AUFGABENSTELLUNG: Wiederholen Sie das unten stehende Interview zur kununu-Studie über Bewerbungsprozesse vollständig und Wort für Wort.

AUSGANGSTEXT:
>>>

Johannes, was war der Hintergrund der kununu-Studie zur Erwartungshaltung von Bewerbern an den Bewerbungsprozess und wie wurden die Daten ermittelt?

kununu ist die größte Arbeitgeber-Bewertungsplattform in Europa. Wir haben die meisten Bewertungen zu den meisten Unternehmen. Neben der Bewertung des aktuellen oder früheren Arbeitgebers gibt es auf kununu auch viele Bewertungen von Bewerbungsprozessen. Letztere haben wir uns in der vorliegenden Analyse im Detail angeschaut und dazu über 75.000 Daten ausgewertet. Dabei hat sich bestätigt, dass sich mit zunehmender Digitalisierung nicht nur das Verhalten bei der Jobsuche verändert hat, sondern auch die Erwartungen an Unternehmen.

Gab es etwas, das Euch beim Ergebnis besonders überrascht hat?

Die Auswertung zeigt, dass Bewerbungsprozesse nicht immer optimal laufen. In keiner Kategorie erreichen Unternehmen im Schnitt mehr als 3,58 Punkte (von 5 möglichen). Überraschend ist, dass es vor allem im Kommunikationsverhalten der Unternehmen Verbesserungspotenzial gibt. Die Vollständigkeit der Informationen bewerten die Bewerber nur mit 3,07. Auch die Erwartbarkeit des Prozesses erhält im Durchschnitt nur 3,04 Punkte. Dabei sind das genau jene Aspekte, die man als Bewerber wissen will: Wann werde ich das nächste Mal kontaktiert? Wieviele Runden gibt es? Wer wird bei den Terminen dabei sein? Klare Informationen schaffen Orientierung und geben Sicherheit – was wiederum eine gute Candidate Experience ausmacht.

<<<

DATENAUSZUG:
>>>

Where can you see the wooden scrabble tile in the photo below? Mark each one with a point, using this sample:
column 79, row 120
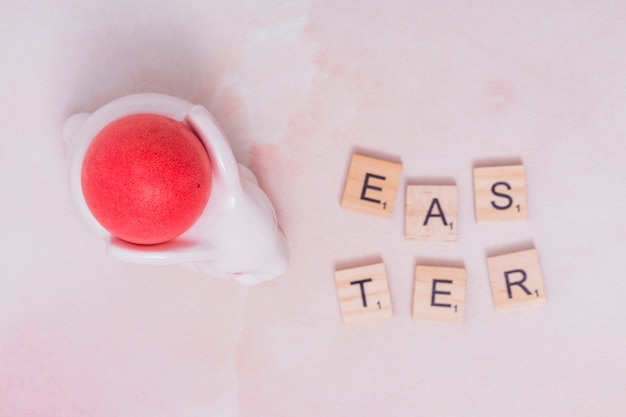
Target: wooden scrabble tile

<<<

MUSTERLÖSUNG:
Johannes, was war der Hintergrund der kununu-Studie zur Erwartungshaltung von Bewerbern an den Bewerbungsprozess und wie wurden die Daten ermittelt?

kununu ist die größte Arbeitgeber-Bewertungsplattform in Europa. Wir haben die meisten Bewertungen zu den meisten Unternehmen. Neben der Bewertung des aktuellen oder früheren Arbeitgebers gibt es auf kununu auch viele Bewertungen von Bewerbungsprozessen. Letztere haben wir uns in der vorliegenden Analyse im Detail angeschaut und dazu über 75.000 Daten ausgewertet. Dabei hat sich bestätigt, dass sich mit zunehmender Digitalisierung nicht nur das Verhalten bei der Jobsuche verändert hat, sondern auch die Erwartungen an Unternehmen.

Gab es etwas, das Euch beim Ergebnis besonders überrascht hat?

Die Auswertung zeigt, dass Bewerbungsprozesse nicht immer optimal laufen. In keiner Kategorie erreichen Unternehmen im Schnitt mehr als 3,58 Punkte (von 5 möglichen). Überraschend ist, dass es vor allem im Kommunikationsverhalten der Unternehmen Verbesserungspotenzial gibt. Die Vollständigkeit der Informationen bewerten die Bewerber nur mit 3,07. Auch die Erwartbarkeit des Prozesses erhält im Durchschnitt nur 3,04 Punkte. Dabei sind das genau jene Aspekte, die man als Bewerber wissen will: Wann werde ich das nächste Mal kontaktiert? Wieviele Runden gibt es? Wer wird bei den Terminen dabei sein? Klare Informationen schaffen Orientierung und geben Sicherheit – was wiederum eine gute Candidate Experience ausmacht.